To do
Please state how many lines of the records below contain the word "white". Case counts, and give the number alone.

Provided data

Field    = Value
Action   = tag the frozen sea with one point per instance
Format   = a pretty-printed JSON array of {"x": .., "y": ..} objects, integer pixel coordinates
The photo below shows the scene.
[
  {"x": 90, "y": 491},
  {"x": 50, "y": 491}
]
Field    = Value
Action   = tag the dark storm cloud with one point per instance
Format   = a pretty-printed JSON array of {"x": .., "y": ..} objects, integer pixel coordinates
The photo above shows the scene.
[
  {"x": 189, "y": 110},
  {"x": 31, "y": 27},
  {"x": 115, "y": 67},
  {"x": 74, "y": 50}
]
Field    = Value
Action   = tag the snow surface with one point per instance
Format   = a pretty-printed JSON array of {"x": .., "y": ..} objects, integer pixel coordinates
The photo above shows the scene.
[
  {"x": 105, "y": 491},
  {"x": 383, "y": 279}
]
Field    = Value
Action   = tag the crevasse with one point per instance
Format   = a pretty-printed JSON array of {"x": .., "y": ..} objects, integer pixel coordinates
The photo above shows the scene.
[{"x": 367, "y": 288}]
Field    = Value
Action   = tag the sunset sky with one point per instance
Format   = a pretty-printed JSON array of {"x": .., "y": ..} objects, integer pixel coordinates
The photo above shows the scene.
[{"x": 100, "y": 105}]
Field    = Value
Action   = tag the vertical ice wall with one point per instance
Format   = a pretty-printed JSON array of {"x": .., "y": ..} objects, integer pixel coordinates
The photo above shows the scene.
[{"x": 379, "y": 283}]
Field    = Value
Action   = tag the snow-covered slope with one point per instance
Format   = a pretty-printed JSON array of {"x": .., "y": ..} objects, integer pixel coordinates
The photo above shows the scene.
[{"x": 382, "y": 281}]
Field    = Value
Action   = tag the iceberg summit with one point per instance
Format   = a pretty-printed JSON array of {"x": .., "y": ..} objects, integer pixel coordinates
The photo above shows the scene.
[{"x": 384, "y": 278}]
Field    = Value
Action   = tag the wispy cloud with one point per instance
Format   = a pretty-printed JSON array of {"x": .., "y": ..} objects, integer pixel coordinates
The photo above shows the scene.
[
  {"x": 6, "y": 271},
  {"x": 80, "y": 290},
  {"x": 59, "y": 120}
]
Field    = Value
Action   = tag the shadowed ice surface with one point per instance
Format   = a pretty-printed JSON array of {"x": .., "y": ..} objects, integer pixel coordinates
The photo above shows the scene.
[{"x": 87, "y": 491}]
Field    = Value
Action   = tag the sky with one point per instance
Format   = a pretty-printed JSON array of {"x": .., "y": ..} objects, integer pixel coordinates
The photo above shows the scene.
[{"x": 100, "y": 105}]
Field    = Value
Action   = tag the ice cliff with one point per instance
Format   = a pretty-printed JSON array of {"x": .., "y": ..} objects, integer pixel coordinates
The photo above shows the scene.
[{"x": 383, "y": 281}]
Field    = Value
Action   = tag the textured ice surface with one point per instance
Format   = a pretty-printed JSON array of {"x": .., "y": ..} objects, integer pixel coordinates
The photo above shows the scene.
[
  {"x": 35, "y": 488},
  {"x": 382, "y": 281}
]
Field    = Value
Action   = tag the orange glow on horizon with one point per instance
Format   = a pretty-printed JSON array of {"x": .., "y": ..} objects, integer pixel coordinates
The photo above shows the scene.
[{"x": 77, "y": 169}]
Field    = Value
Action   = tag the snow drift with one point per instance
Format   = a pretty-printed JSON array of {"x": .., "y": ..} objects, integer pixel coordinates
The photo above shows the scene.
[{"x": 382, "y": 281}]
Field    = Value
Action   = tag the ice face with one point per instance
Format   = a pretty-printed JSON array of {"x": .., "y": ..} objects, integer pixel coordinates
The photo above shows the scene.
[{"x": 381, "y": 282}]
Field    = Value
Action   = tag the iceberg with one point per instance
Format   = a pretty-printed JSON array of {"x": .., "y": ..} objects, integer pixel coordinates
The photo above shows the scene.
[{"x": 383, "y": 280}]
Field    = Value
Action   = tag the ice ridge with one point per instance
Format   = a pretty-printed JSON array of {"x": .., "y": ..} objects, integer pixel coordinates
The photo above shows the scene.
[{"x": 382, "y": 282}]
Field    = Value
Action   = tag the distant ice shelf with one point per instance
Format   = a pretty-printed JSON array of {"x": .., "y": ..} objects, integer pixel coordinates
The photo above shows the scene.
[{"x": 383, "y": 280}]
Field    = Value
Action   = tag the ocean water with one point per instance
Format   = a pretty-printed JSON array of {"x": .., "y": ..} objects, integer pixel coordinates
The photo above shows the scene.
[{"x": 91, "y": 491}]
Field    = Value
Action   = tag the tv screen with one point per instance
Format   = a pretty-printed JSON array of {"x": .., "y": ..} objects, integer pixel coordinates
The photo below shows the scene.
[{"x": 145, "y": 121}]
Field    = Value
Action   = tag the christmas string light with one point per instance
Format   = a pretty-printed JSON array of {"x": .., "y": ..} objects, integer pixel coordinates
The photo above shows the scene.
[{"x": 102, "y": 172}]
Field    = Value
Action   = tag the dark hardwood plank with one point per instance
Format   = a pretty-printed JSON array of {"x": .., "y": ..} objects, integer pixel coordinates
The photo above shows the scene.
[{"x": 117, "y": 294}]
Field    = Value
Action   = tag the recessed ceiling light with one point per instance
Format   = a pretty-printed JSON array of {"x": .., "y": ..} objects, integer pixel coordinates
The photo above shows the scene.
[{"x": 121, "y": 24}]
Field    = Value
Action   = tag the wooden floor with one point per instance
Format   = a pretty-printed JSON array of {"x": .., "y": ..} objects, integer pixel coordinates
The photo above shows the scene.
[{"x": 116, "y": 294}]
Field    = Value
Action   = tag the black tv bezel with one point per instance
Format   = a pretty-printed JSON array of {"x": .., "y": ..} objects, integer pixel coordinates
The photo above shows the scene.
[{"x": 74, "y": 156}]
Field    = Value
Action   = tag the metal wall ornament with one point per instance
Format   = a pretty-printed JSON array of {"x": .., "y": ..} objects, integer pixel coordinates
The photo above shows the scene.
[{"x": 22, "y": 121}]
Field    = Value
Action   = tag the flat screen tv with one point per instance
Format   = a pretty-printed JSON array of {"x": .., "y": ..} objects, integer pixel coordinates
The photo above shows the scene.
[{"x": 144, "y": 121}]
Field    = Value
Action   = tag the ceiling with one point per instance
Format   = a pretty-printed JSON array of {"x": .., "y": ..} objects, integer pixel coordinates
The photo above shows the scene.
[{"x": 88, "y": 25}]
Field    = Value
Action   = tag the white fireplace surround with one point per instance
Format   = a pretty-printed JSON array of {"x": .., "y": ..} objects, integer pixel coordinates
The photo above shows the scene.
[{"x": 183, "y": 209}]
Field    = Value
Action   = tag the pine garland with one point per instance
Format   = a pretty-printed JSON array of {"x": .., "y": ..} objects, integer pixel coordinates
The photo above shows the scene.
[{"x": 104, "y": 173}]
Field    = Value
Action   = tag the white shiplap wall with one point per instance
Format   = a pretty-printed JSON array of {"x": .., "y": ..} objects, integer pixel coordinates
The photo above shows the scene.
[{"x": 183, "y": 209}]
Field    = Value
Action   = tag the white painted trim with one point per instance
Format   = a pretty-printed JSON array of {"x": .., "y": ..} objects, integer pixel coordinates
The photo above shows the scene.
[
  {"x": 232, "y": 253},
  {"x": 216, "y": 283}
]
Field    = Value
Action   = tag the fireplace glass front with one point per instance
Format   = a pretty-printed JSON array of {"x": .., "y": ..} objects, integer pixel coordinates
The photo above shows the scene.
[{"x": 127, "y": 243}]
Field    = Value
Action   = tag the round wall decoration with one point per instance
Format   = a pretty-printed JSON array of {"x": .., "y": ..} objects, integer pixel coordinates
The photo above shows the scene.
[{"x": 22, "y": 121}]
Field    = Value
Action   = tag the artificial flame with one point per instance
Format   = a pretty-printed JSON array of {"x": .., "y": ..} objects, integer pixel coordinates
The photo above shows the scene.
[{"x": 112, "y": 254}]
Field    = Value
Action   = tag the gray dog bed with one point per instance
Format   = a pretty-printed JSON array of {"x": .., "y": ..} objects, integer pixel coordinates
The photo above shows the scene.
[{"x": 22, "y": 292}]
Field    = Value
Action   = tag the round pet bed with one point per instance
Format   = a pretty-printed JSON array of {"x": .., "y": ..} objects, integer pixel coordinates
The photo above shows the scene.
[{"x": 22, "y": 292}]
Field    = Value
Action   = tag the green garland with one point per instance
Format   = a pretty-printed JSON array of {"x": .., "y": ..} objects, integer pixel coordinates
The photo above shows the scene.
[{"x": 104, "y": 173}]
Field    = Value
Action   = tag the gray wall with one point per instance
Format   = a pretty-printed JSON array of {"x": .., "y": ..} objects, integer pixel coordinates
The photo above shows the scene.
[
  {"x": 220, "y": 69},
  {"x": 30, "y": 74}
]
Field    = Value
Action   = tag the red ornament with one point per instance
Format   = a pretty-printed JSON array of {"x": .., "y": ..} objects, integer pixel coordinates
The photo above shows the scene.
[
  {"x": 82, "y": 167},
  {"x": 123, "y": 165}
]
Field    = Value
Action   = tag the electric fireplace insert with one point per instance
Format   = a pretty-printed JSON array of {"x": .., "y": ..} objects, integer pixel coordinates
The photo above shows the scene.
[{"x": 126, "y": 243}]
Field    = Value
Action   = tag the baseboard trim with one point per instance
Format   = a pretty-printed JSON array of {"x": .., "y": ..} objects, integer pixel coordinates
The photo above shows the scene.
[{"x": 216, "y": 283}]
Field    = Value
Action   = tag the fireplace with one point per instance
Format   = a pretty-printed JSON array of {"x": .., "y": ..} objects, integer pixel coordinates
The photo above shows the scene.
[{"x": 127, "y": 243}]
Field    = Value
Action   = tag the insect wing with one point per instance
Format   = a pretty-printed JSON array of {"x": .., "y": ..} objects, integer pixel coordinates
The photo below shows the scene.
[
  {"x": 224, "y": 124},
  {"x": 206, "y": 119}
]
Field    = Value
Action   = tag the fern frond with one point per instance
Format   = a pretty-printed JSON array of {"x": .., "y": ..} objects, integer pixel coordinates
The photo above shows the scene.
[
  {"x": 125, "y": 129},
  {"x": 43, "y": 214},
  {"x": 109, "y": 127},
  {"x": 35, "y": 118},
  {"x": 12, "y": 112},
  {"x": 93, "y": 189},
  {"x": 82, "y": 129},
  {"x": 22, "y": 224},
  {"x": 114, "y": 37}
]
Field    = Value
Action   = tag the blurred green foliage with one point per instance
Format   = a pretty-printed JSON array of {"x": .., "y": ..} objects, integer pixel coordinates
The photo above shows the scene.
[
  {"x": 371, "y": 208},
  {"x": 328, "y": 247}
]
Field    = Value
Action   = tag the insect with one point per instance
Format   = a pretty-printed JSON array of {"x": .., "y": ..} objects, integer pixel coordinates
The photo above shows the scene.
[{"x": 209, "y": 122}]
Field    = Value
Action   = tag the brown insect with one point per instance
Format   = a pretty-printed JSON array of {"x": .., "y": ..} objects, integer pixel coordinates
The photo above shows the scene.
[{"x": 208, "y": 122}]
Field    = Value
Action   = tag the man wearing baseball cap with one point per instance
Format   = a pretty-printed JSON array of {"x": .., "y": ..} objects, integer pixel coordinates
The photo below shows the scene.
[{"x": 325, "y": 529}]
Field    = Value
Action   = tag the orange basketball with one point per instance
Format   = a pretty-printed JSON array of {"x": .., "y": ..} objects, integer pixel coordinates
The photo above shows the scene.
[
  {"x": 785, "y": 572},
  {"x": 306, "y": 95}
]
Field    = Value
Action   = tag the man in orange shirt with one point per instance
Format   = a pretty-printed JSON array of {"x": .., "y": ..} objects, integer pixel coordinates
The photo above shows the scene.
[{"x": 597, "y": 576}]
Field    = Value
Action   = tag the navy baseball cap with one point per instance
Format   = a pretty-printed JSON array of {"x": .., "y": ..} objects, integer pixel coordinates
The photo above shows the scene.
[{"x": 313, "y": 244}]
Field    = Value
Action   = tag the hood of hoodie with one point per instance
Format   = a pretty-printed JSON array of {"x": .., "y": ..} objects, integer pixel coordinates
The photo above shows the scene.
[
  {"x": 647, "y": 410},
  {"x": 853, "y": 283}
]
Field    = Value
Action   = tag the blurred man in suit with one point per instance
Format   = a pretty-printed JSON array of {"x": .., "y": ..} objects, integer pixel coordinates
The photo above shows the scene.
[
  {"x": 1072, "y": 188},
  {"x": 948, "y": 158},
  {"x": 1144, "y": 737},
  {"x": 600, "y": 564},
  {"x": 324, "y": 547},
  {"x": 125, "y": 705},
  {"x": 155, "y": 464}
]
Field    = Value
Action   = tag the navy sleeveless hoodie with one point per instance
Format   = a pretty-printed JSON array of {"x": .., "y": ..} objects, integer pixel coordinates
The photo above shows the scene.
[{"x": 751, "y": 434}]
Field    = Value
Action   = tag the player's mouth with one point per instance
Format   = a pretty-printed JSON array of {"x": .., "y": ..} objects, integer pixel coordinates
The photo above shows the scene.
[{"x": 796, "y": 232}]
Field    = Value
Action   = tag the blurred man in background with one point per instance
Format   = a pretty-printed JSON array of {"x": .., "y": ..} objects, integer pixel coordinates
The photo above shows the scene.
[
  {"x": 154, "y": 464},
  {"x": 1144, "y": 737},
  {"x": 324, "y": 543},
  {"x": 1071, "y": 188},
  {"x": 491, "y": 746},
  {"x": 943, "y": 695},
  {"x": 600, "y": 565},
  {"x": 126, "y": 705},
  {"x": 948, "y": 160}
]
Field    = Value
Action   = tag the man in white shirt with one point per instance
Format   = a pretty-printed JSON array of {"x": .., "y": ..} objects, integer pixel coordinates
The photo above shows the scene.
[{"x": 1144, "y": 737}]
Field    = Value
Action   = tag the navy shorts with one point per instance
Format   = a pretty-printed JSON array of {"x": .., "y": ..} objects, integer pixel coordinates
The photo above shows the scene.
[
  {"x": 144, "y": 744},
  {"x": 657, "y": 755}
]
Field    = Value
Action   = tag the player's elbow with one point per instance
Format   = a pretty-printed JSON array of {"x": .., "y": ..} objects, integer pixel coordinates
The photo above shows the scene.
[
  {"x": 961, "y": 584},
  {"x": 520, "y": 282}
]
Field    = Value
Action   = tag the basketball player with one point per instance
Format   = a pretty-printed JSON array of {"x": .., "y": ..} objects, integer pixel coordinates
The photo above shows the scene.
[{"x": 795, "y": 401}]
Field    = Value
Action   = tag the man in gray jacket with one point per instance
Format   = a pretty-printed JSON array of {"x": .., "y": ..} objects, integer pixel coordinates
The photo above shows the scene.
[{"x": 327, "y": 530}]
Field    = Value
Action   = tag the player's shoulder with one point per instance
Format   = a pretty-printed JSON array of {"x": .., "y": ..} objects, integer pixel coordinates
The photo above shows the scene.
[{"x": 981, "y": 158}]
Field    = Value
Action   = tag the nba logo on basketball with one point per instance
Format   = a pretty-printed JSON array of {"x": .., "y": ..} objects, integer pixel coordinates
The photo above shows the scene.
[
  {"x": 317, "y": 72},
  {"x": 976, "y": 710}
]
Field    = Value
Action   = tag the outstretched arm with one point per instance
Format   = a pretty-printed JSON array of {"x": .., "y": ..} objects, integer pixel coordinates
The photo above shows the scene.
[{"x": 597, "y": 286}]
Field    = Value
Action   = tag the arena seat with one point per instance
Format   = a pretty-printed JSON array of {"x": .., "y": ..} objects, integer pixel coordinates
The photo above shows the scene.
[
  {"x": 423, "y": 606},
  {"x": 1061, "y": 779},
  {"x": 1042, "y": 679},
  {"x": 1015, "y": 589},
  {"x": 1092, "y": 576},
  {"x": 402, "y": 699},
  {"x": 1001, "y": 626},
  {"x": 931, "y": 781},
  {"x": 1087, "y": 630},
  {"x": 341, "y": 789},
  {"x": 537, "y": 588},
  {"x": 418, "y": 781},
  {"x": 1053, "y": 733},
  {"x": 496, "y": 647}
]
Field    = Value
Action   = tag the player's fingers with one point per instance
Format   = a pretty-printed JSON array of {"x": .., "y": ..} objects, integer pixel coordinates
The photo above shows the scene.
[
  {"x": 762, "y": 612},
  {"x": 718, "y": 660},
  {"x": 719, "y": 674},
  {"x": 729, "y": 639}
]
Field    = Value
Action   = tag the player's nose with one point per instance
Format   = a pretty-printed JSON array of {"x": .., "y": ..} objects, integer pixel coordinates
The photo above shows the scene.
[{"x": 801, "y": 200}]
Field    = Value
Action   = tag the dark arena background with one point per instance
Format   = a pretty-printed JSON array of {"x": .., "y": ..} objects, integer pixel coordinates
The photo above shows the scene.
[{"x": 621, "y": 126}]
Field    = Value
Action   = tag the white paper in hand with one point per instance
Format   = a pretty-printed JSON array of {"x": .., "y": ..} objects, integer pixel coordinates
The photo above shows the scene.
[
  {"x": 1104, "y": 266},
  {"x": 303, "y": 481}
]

Complete output
5